* DOCUMENT TEXT
There Are 4 Different Types of Headaches. Here’s How to Tell Which One You Have (and How to Treat It)
In our experience, every headache is an unpleasant one. But why is it that some feel like a different pain than others? Should we be treating each headache differently? We checked in with neurologist Molly Rossknecht, D.O., medical adviser for WeatherX, for more information. She told us that some of the most common types of headaches are migraines, tension headaches, cluster headaches and sinus headaches, along with how to spot and treat each one.
Migraines “are characterized by moderate to severe throbbing pain that is usually one-sided but can be both sides, lasting hours to days,” Dr. Rossknecht explains. They are more common in women (ugh) and can come with other symptoms like light and sound sensitivity, nausea, vomiting or dizziness. “Some patients have an aura or symptoms prior to the migraine attack. It’s more or less a warning sign—usually a visual disturbance,” she adds. As for what brings on a migraine, Dr. Rossknecht says there are lots of triggers, including hormonal changes, dehydration, skipping meals, stress, weather changes (like a drop in the barometric pressure), lack of sleep, alcohol and even certain foods like MSG, aged cheeses or cured meats.
2. Tension Headaches
This type of headache is caused by—you guessed it—your body being too tense. According to Dr. Rossknecht, tension headaches are relatively common and often triggered by stress, poor posture and neck tightness. “The pain can be described as a mild, dull aching sensation wrapping around your neck and forehead,” she says. Unlike migraines, this type of headache doesn’t have the accompanied nausea and light and sound sensitivity.
3. Cluster Headaches
While women are more prone to migraines, guys are more likely to experience cluster headaches, which Dr. Rossknecht describes as a one-sided severe pain focused behind or around the eye. “Along with the stabbing, burning pain, cluster headaches can have associated symptoms of eye tearing, eyelid swelling, facial sweating, nasal congestion, eyelid drooping and redness of the eyes,” she tells us. She describes this type of headache as very debilitating, adding that they can last from 15 minutes to three hours and can happen multiple times in a day. The “cluster” part means that a cycle of daily headaches can last for months at a time and then stop completely for many months. Dr. Rossknecht notes that they’re most common in the spring and the fall.

* WORK ORDER 1
Retype the portion of the article on headache types between "2. Tension Headaches" and "and sound sensitivity.", inclusive.
* WORK ORDER 2
Extend the article on headache types, picking up after its final sentence.

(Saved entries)
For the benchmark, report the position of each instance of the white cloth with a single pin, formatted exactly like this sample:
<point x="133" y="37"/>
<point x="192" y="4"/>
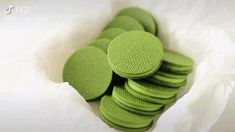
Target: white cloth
<point x="36" y="41"/>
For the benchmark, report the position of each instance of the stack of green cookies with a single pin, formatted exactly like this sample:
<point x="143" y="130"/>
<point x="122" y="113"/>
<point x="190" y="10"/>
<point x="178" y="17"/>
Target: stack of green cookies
<point x="128" y="49"/>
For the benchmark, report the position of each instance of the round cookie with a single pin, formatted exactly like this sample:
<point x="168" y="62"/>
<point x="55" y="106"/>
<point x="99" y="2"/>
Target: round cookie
<point x="150" y="89"/>
<point x="124" y="129"/>
<point x="121" y="117"/>
<point x="181" y="70"/>
<point x="129" y="102"/>
<point x="135" y="54"/>
<point x="149" y="98"/>
<point x="111" y="33"/>
<point x="177" y="59"/>
<point x="170" y="75"/>
<point x="157" y="81"/>
<point x="101" y="44"/>
<point x="142" y="16"/>
<point x="88" y="71"/>
<point x="124" y="22"/>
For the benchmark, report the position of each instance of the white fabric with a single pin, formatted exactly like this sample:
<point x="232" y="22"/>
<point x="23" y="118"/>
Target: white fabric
<point x="35" y="43"/>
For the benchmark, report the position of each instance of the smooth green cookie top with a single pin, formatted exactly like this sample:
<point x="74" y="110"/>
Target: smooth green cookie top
<point x="124" y="22"/>
<point x="111" y="33"/>
<point x="168" y="79"/>
<point x="135" y="54"/>
<point x="122" y="128"/>
<point x="142" y="16"/>
<point x="120" y="93"/>
<point x="151" y="89"/>
<point x="122" y="117"/>
<point x="181" y="70"/>
<point x="88" y="71"/>
<point x="177" y="59"/>
<point x="101" y="44"/>
<point x="150" y="98"/>
<point x="170" y="75"/>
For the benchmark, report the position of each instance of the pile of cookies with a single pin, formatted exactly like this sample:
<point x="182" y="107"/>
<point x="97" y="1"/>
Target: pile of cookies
<point x="129" y="50"/>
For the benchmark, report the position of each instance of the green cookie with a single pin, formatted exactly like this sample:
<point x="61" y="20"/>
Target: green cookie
<point x="167" y="81"/>
<point x="177" y="59"/>
<point x="124" y="129"/>
<point x="176" y="69"/>
<point x="101" y="44"/>
<point x="135" y="54"/>
<point x="152" y="90"/>
<point x="111" y="33"/>
<point x="166" y="84"/>
<point x="142" y="16"/>
<point x="129" y="102"/>
<point x="124" y="22"/>
<point x="170" y="75"/>
<point x="121" y="117"/>
<point x="150" y="98"/>
<point x="88" y="71"/>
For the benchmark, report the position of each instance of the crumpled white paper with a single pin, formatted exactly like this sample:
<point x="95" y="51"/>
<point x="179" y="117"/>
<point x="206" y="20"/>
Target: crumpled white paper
<point x="35" y="43"/>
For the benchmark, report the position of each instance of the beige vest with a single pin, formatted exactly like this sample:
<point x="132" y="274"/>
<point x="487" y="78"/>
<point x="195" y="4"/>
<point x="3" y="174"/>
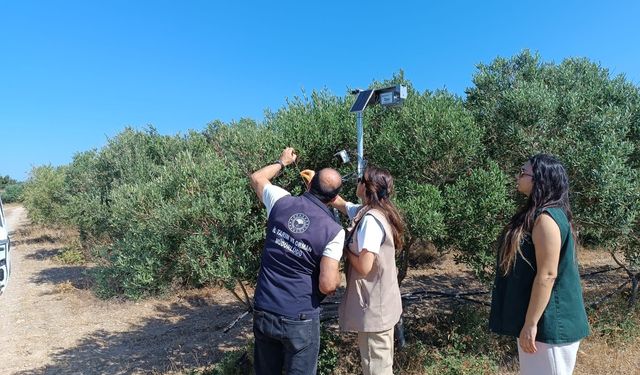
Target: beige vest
<point x="372" y="303"/>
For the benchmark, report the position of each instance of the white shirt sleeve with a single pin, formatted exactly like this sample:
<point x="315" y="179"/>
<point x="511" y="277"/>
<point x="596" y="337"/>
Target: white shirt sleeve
<point x="370" y="235"/>
<point x="271" y="194"/>
<point x="352" y="209"/>
<point x="334" y="248"/>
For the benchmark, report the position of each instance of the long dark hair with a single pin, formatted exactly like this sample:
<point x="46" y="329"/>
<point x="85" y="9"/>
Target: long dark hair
<point x="378" y="188"/>
<point x="550" y="189"/>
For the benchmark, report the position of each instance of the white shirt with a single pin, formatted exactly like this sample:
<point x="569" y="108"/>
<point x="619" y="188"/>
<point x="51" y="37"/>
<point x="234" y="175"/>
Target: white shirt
<point x="370" y="233"/>
<point x="272" y="193"/>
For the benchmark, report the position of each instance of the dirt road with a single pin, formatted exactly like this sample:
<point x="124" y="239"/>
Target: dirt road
<point x="51" y="323"/>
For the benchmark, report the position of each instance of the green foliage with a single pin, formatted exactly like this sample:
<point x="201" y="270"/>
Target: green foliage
<point x="574" y="110"/>
<point x="477" y="207"/>
<point x="430" y="139"/>
<point x="44" y="195"/>
<point x="12" y="193"/>
<point x="6" y="180"/>
<point x="192" y="224"/>
<point x="161" y="211"/>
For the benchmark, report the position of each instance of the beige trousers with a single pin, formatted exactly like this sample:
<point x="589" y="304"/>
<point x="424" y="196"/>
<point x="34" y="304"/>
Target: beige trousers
<point x="376" y="352"/>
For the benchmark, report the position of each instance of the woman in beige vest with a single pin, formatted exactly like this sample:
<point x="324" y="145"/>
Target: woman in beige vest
<point x="371" y="304"/>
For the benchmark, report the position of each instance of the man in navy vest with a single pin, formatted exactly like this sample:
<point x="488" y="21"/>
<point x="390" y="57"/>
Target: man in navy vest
<point x="299" y="267"/>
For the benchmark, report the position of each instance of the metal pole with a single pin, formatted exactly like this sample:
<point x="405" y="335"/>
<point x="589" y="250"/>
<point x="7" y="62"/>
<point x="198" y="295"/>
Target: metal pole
<point x="360" y="145"/>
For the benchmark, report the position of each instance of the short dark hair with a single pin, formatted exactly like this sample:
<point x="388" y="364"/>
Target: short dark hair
<point x="322" y="190"/>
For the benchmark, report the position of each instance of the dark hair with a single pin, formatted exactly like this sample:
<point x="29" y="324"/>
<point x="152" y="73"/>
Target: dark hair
<point x="322" y="189"/>
<point x="378" y="188"/>
<point x="550" y="189"/>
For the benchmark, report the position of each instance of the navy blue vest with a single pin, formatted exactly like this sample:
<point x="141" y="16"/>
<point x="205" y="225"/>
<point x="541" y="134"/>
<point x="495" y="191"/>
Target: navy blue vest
<point x="298" y="230"/>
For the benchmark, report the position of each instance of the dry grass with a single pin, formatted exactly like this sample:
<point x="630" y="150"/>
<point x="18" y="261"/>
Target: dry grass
<point x="65" y="287"/>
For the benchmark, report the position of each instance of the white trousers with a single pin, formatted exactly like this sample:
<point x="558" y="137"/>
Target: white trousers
<point x="376" y="352"/>
<point x="550" y="359"/>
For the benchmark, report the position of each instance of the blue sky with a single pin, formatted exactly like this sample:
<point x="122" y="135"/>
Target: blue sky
<point x="74" y="73"/>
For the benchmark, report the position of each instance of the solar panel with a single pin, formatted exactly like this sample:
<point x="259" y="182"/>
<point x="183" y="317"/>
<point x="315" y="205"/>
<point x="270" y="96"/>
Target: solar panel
<point x="361" y="101"/>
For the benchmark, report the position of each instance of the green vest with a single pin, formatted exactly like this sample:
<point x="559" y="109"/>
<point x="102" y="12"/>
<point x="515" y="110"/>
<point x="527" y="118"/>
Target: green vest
<point x="564" y="319"/>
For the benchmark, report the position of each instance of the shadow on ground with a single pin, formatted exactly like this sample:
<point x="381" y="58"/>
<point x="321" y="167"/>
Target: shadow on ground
<point x="181" y="337"/>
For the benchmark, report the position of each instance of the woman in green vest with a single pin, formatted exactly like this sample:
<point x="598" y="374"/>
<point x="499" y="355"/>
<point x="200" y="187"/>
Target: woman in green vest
<point x="537" y="296"/>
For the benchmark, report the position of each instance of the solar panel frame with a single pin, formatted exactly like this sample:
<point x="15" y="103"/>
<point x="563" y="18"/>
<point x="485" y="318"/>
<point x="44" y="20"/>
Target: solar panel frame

* WRITTEN REPLY 1
2. Tension Headaches
This type of headache is caused by—you guessed it—your body being too tense. According to Dr. Rossknecht, tension headaches are relatively common and often triggered by stress, poor posture and neck tightness. “The pain can be described as a mild, dull aching sensation wrapping around your neck and forehead,” she says. Unlike migraines, this type of headache doesn’t have the accompanied nausea and light and sound sensitivity.

* WRITTEN REPLY 2
4. Sinus Headaches
These can be a little misleading, because Dr. Rossknecht warns that sinus headaches are often just migraines with associated sinus symptoms. “Sinus headaches are only considered ‘true’ sinus headaches in the presence of a sinus infection characterized by fever, purulent phlegm and response to an antibiotic,” she says. If a disabling headache, nausea and sensitivity to light are present in addition to sinus symptoms such as facial pain or nasal and sinus congestion, she tells us that studies have shown those are often migraines with less commonly seen side effects. When it comes to triggers, sinus headaches can be brought on by seasonal changes or environmental allergies.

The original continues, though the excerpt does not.